• **DOCUMENT EXCERPT**
The Practical Gardener

Henry Ford dramatically changed the lives of Americans. He brought tourism and commuting to ordinary folks. He brought the assembly line to manufacturing. And you could argue that he created the need for artificial fertilizers.

One of Henry’s crowning achievements was a marketing scheme that was, at once, both inspired brilliance and evil genius. Ford offered this deal: Bring in your mule or your horse and trade it in for a new car. The heretofore beasts of city and farm were slaughtered by the hundred thousands. Ford suffered a short-term loss to create a multi-generational need for his product.

When America lost the horse, she also lost horse manure. In 1900, there were a hundred thousand horses in Manhattan alone. The daily mountain of manure was trucked outside the city to vegetable farmers, to be aged in piles before being applied to fields as fertilizer. This was about the only realistic way to get rid of the never-ending accumulation of waste. I’ve read descriptions of old truck farms that grew crops in soil several feet thick, built up by years of applications of composted manure. With Ford’s deal of the century, that daily mountain of manure disappeared, not just in cities, but all across America.

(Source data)

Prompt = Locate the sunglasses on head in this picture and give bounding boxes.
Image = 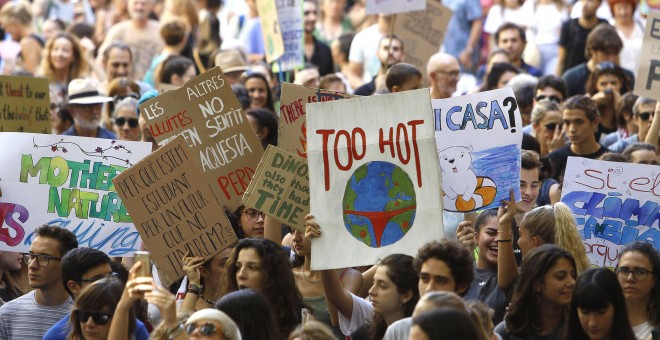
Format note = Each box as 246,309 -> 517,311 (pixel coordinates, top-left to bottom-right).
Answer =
74,309 -> 112,326
115,117 -> 138,127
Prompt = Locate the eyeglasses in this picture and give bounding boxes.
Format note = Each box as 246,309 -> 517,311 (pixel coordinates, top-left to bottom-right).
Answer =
73,309 -> 112,326
115,117 -> 138,128
185,323 -> 221,336
536,95 -> 561,104
243,209 -> 266,221
616,267 -> 653,281
638,111 -> 655,122
544,123 -> 562,131
23,253 -> 62,267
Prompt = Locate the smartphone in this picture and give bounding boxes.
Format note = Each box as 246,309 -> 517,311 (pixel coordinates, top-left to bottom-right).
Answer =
133,251 -> 151,277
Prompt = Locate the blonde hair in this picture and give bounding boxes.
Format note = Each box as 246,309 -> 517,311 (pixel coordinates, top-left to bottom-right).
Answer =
521,202 -> 590,274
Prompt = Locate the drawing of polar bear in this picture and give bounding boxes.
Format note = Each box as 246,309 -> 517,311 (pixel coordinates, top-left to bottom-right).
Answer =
439,146 -> 497,212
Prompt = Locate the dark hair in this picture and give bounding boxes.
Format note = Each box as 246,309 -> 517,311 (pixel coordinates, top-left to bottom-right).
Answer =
245,109 -> 278,149
413,239 -> 474,293
385,63 -> 422,92
534,74 -> 568,100
617,241 -> 660,327
215,289 -> 281,340
504,244 -> 576,337
412,307 -> 484,340
484,63 -> 520,91
223,238 -> 304,334
369,254 -> 419,339
61,247 -> 110,298
564,268 -> 637,340
33,224 -> 78,256
67,278 -> 136,339
495,22 -> 527,45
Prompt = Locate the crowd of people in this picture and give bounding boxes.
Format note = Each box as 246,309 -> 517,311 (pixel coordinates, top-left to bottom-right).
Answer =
0,0 -> 660,340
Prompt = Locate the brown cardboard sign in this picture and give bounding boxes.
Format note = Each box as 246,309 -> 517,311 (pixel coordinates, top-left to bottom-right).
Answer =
277,83 -> 355,158
634,11 -> 660,100
243,145 -> 309,232
394,0 -> 454,82
0,76 -> 50,134
112,138 -> 237,282
140,67 -> 263,210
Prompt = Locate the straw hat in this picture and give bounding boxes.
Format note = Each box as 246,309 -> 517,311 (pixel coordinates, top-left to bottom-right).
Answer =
68,78 -> 112,105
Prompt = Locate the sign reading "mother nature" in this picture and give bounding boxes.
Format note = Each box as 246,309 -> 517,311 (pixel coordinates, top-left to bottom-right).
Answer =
307,89 -> 444,269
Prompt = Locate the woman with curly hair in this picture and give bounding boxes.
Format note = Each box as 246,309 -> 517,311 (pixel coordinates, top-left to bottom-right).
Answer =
223,239 -> 305,339
616,241 -> 660,339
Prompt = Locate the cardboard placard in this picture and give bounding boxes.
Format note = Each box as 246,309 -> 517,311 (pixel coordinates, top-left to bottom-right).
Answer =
394,0 -> 454,82
431,87 -> 522,212
112,138 -> 237,282
140,67 -> 263,210
0,132 -> 151,256
243,145 -> 309,232
561,157 -> 660,267
634,11 -> 660,100
366,0 -> 426,14
273,0 -> 305,72
256,0 -> 288,64
0,76 -> 51,134
277,83 -> 354,158
307,89 -> 444,270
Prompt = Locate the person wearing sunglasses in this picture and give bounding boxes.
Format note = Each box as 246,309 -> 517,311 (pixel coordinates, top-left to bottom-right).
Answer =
609,97 -> 657,153
112,97 -> 140,141
616,241 -> 660,339
183,308 -> 242,340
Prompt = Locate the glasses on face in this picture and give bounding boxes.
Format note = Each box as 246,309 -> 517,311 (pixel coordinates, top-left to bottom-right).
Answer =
536,94 -> 561,104
185,323 -> 220,336
115,117 -> 138,128
23,253 -> 62,267
74,309 -> 112,326
243,209 -> 266,221
616,267 -> 653,281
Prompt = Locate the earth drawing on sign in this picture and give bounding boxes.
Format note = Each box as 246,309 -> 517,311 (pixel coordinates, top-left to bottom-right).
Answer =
342,161 -> 417,248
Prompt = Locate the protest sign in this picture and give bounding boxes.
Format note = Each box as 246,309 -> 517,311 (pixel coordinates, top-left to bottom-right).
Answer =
277,83 -> 353,158
634,11 -> 660,100
561,157 -> 660,267
0,76 -> 51,134
140,67 -> 263,210
243,145 -> 309,232
307,89 -> 444,270
431,87 -> 522,212
112,138 -> 237,282
390,0 -> 454,81
273,0 -> 305,72
256,0 -> 290,63
366,0 -> 426,14
0,132 -> 151,256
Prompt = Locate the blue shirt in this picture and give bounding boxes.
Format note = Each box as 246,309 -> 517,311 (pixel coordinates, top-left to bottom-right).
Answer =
43,314 -> 149,340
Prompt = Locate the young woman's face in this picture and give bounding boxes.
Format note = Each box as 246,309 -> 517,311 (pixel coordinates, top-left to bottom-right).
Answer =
537,258 -> 575,306
617,251 -> 655,300
578,303 -> 614,340
236,248 -> 262,292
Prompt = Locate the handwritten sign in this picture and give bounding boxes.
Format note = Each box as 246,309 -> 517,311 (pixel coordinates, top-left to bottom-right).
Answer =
140,67 -> 263,210
273,0 -> 305,72
0,132 -> 151,256
367,0 -> 426,14
0,76 -> 50,134
307,89 -> 444,270
561,157 -> 660,267
256,0 -> 284,63
432,87 -> 522,212
277,83 -> 353,158
243,145 -> 309,232
634,11 -> 660,100
112,138 -> 237,282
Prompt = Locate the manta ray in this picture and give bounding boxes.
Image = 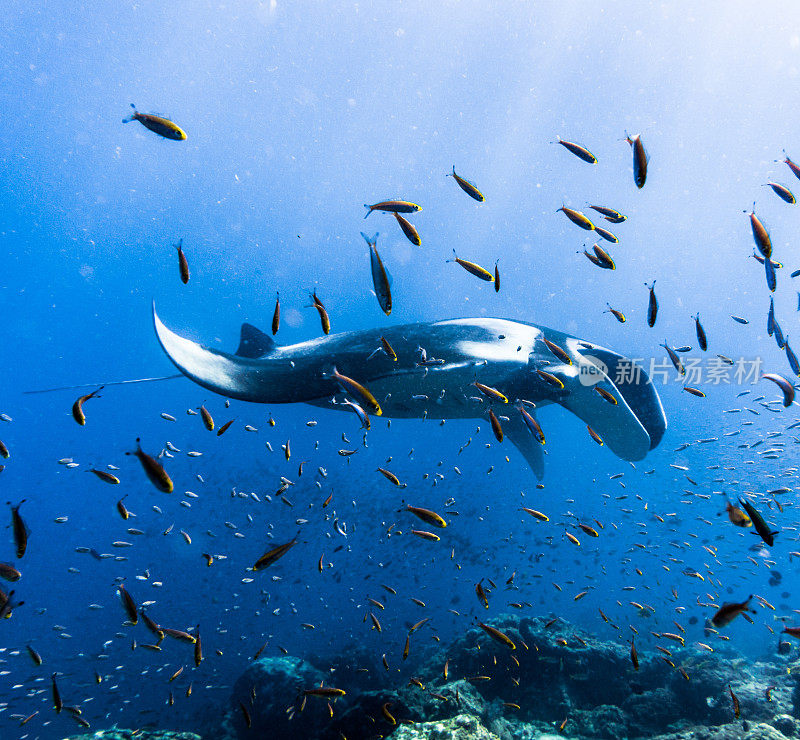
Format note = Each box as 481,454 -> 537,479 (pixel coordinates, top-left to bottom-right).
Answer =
153,306 -> 667,479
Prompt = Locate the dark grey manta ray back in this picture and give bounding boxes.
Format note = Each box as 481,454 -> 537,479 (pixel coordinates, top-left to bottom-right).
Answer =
153,306 -> 667,478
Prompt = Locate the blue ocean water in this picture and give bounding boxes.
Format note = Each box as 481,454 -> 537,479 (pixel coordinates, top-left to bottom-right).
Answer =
0,0 -> 800,738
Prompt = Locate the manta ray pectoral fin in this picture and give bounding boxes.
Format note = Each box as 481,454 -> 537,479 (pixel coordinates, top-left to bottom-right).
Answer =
236,323 -> 275,359
503,410 -> 544,480
153,303 -> 268,401
583,347 -> 667,450
558,358 -> 650,461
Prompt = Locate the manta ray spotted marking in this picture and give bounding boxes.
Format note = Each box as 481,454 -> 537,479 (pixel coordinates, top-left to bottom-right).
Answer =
153,306 -> 667,478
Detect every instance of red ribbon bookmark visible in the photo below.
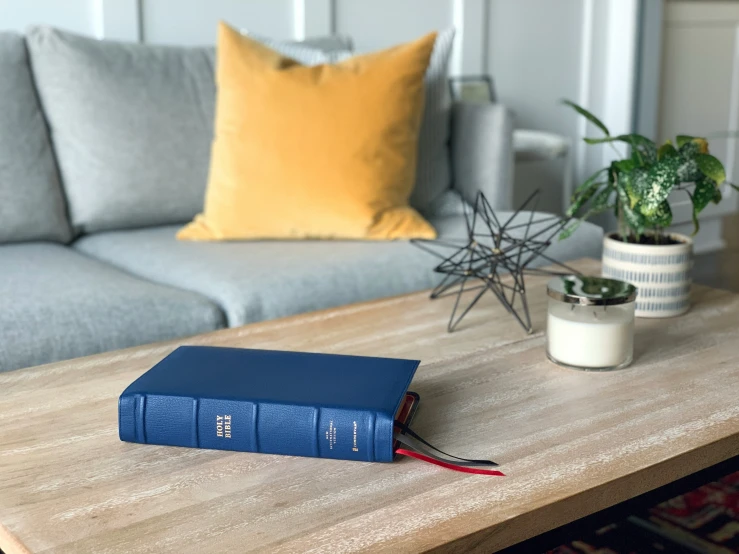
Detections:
[395,448,505,477]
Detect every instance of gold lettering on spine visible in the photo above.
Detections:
[216,414,231,439]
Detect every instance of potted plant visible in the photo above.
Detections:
[560,100,737,317]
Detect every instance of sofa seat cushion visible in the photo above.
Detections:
[0,243,224,371]
[74,212,603,327]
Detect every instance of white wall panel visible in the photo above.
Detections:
[0,0,99,35]
[658,2,739,248]
[487,0,583,211]
[0,0,639,220]
[141,0,295,45]
[335,0,453,52]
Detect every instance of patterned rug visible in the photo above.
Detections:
[548,471,739,554]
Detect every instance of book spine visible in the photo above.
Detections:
[119,394,393,462]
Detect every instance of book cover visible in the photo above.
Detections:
[118,346,420,462]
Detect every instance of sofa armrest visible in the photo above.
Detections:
[451,103,514,210]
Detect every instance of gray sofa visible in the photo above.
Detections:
[0,28,602,371]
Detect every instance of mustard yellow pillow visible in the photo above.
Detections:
[177,23,436,240]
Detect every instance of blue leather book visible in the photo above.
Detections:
[118,346,420,462]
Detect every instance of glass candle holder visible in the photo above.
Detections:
[547,275,636,371]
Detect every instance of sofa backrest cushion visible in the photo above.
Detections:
[410,29,454,216]
[0,32,71,243]
[27,27,354,233]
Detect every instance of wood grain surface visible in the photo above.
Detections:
[0,261,739,554]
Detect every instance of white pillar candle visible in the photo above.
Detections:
[547,300,634,369]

• **TASK LIST**
1/ According to the piece on Henry Ford and horse manure, how many horses were in Manhattan in 1900?
2/ Proceed with the piece on Henry Ford and horse manure, picking up right after its last sentence.
The entries come from a different source than the text.

• **LIST OF ANSWERS**
1/ A hundred thousand.

2/
About a decade after the 18-month period in which Henry Ford traded cars for dog food, chemical fertilizers started showing up on farms. Given the absence of an unlimited supply of low-cost fertilizer, coupled with farm crops’ year-after-year drain of nutrients, an artificial fertilizer made all the sense in the world.

Chemical fertilizers, unlike synthetic pesticides, don’t taint produce with toxic residues. And for the most part, produce raised on chemical fertilizer isn’t toxic to humans. There are some downsides. Blind taste-test studies have demonstrated that chemically raised produce doesn’t always taste as good as organic produce. And chemically-fed crops have been shown to alter the vitamin and protein content of some crops. But the big problem is that chemical fertilizers are darn destructive to the soil.

The problem with using a little 10-10-10 is that it ignores the soil’s structural needs. In the natural world, plants grow and die; they lay on the ground as mulch, and then slowly decompose into humic matter (the lowest common denominator in organic matter). Each year, plant descendants repeat the cycle. It is a self-contained circle of fertility. If the plants look happy in an untouched setting, it isn’t an accident; it’s because they can satisfy their own needs in the soil, where they reside, die and rise up again.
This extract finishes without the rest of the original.